Objetivo: Prosiga el texto sobre la historia del oficio divino y su recitación privada a partir de la última oración.

Texto de lectura:
========

Se produjo entonces un profundo cambio, no en la estructura ni en la composición del oficio, sino en la forma de celebrarlo. Hasta el s. XII la celebración tenía lugar en la iglesia, en común, de manera solemne. La obligación de suplir privadamente las horas en las que no se había podido tomar parte alcanzaba sólo a los monjes, ya que los canónigos vivían según la regla de San Crodogango, o bien se confiaba a la devoción de cada cual. Ahora bien, el número de los que ya no participaban en el oficio aumentaba considerablemente. Los canónigos «no regulares», los clérigos «seculares», estaban cada vez más desligados del servicio de su iglesia, dado que recibían beneficios que no comportaban cura de almas y no obligaban a la residencia. Los Obispos tenían a menudo en su curia gran número de clérigos; la asistencia a las universidades por los clérigos, beneficiarios todos, y el cúmulo de beneficios; eran inconciliables con el deber de prestar el servicio de la oración en la iglesia para la que habían sido ordenados. El oficio solemne se iba abandonando cada vez más. Por otra parte, la existencia de un Breviario conteniendo todos los elementos del oficio facilitaba la recitación privada, por la que ésta se fue desarrollando progresivamente a partir del s. XIII. Los juristas y los teólogos empezaron a justificar su uso normal. En el s. XV, según Raúl de Tongres, la recitación privada era ya una práctica corriente.

========

Entradas:
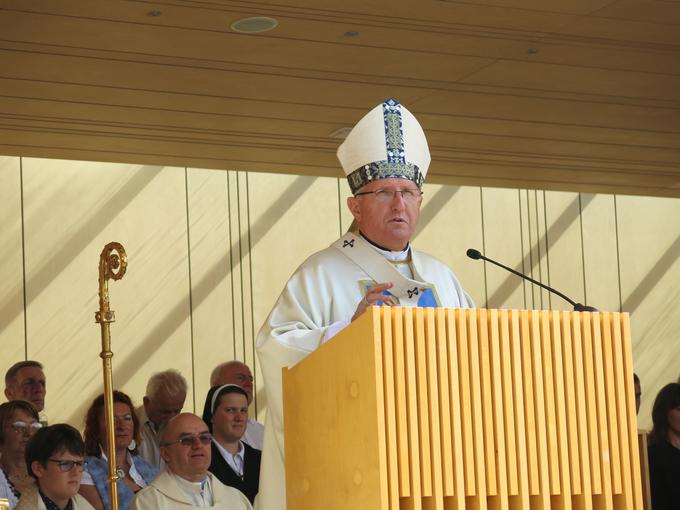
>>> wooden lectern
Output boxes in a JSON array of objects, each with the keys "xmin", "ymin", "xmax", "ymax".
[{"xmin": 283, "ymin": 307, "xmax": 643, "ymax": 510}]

========

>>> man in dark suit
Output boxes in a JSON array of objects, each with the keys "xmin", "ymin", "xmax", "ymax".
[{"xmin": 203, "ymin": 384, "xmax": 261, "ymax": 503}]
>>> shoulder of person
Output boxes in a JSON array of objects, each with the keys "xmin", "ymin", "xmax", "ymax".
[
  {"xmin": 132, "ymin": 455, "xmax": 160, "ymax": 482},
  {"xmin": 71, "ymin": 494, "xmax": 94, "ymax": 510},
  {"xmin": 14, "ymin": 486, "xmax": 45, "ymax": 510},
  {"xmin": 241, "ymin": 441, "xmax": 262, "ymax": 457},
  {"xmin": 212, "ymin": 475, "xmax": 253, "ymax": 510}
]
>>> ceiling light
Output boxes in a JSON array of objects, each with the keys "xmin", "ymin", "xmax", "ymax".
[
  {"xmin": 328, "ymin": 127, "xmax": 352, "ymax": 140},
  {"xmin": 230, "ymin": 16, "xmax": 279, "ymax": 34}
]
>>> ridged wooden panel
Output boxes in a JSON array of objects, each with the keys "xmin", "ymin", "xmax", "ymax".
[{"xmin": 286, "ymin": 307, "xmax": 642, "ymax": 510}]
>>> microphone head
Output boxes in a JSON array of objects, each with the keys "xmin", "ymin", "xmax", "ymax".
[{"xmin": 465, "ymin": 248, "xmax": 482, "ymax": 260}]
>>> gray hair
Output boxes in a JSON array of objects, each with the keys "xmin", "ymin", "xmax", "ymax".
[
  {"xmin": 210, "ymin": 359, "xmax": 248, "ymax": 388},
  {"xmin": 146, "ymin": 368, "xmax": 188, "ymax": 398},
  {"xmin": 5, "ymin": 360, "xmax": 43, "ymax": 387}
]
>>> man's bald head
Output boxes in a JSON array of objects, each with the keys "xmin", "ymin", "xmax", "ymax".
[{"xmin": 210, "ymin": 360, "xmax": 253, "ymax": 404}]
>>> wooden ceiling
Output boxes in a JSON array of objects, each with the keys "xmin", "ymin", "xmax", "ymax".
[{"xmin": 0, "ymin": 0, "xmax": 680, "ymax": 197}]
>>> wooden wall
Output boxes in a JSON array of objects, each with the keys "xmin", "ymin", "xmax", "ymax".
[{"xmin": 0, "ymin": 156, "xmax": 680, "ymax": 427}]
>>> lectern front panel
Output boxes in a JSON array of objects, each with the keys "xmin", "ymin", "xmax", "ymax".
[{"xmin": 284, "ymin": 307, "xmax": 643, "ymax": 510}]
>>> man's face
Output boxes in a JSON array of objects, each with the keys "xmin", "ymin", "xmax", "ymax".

========

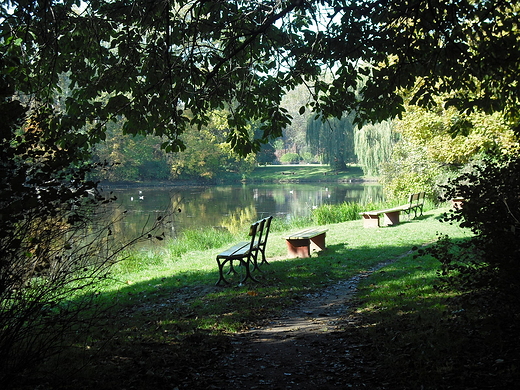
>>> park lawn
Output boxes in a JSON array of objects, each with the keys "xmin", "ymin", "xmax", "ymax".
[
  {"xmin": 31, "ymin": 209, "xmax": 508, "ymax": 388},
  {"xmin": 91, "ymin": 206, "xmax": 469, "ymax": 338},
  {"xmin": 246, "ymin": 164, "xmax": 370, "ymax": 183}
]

========

Respuesta al ejercicio:
A principios del s. XVI había en la Iglesia latina tres clases de oficios: el monástico, basado en la regla benedictina; el antiguo oficio romano-benedictino, que seguía siendo el de todas las iglesias seculares que no habían adoptado el nuevo, muy numerosas, y por último el oficio de la Curia. Éste permanecía en el mismo estado en que Aymon de Faversham, cuarto ministro general de los Menores, la dejara al corregirlo en 1243-44, con muchas fiestas de santos nuevas. La imprenta la estabilizó definitivamente, haciéndose treinta y cinco ediciones de 1474 a 1500. Durante el auge del Renacimiento, los humanistas, apasionados de la erudición y de la latinidad clásica, quisieron purificar el oficio de los errores que la deslucían y corregir su latín. Zacarías Ferreri, alentado por León X, publicó en 1525 una corrección de los himnos al gusto literario del humanismo; en 1524 los teatinos obtuvieron de Clemente VII autorización para reformar el Breviario, no conforme a las reglas de la «verdadera latinidad», sino eliminando los errores para volver a los textos de los «antiguos Padres»; pero todo quedó en proyecto.

En 1528 Clemente VII confió al card. Francisco Quiñones la tarea de componer un nuevo Breviario; la primera edición vio la luz en 1535, con la aprobación provisional, ad experimentum, de Pablo III; la edición definitiva es de 1552. Dicho Breviario contenía una organización totalmente nueva del oficio, compuesto principalmente para la recitación en privado, pero con excepción de las lecciones históricas aparecían en los textos pocas modificaciones. La estructura de las horas era extremadamente sencilla: tres salmos en todos los oficios, sin repetir ninguno de ellos durante la semana. En la hora de maitines había siempre tres lecciones: una del A. T., otra del N. T. y la tercera hagiográfica o patrística; no había responsorios. En la hora de laudes, el capítulo y el himno quedaban suprimidos. Atacado por los teólogos de París, España y Roma, este Breviario fue anulado por Pablo IV en 1558, pese a la favorable acogida del clero.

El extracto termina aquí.